Data extracts -

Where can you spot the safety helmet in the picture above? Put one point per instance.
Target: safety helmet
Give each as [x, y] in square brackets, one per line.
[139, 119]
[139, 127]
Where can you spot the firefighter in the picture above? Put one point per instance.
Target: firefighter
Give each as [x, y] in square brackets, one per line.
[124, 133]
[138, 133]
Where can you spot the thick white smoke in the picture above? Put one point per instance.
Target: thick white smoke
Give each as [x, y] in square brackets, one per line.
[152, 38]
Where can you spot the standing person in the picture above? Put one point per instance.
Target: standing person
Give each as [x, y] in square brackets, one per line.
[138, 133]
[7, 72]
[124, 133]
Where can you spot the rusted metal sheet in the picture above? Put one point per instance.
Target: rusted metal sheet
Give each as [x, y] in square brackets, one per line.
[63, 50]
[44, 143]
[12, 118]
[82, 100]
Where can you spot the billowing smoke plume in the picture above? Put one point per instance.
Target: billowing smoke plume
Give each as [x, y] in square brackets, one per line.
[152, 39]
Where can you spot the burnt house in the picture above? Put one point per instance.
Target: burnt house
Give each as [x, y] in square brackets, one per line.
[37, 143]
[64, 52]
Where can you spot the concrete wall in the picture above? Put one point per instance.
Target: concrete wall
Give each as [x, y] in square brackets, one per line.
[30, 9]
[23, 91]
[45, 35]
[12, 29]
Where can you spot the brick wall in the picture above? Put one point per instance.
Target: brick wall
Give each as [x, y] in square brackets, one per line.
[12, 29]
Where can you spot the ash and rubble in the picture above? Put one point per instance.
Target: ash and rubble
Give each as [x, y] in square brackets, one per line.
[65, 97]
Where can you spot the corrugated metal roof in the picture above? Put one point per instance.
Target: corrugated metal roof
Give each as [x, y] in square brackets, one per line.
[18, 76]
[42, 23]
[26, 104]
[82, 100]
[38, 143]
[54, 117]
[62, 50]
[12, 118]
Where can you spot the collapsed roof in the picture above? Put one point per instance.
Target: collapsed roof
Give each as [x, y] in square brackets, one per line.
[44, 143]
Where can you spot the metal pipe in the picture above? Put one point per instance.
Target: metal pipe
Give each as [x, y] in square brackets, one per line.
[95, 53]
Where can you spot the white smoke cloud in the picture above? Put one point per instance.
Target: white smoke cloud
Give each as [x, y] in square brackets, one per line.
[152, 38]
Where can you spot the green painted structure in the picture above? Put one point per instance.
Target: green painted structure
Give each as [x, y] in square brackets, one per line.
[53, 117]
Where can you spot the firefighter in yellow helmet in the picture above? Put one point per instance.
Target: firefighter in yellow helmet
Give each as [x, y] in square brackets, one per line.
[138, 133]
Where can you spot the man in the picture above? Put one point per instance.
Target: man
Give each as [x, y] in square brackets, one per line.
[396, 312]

---

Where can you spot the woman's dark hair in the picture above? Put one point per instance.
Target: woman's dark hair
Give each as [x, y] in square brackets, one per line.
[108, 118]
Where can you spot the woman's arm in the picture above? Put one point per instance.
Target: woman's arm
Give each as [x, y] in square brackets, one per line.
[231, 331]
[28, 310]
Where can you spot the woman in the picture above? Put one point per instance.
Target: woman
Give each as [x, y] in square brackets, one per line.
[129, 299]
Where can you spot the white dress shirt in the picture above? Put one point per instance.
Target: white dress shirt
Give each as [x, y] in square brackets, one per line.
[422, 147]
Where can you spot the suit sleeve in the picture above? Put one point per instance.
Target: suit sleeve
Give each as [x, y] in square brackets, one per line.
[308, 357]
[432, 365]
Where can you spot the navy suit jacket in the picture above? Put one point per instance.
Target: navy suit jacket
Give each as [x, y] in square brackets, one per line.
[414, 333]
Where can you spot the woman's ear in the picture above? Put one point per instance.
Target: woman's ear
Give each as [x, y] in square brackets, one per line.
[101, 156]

---

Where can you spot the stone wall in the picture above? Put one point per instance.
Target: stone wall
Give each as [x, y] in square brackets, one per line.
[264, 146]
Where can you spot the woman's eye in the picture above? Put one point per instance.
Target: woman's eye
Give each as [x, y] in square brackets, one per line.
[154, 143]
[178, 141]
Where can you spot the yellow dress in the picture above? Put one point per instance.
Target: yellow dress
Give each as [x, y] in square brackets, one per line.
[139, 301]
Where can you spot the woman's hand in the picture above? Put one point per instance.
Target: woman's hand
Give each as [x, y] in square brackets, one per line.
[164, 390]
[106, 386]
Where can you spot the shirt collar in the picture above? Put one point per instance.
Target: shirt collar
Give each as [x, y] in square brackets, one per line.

Instructions for the task - From the listing above, pick out every line containing "sleeve".

Solution -
Where can you spot the suit sleeve in the picture above? Put one point per instance.
Target: suit sleeve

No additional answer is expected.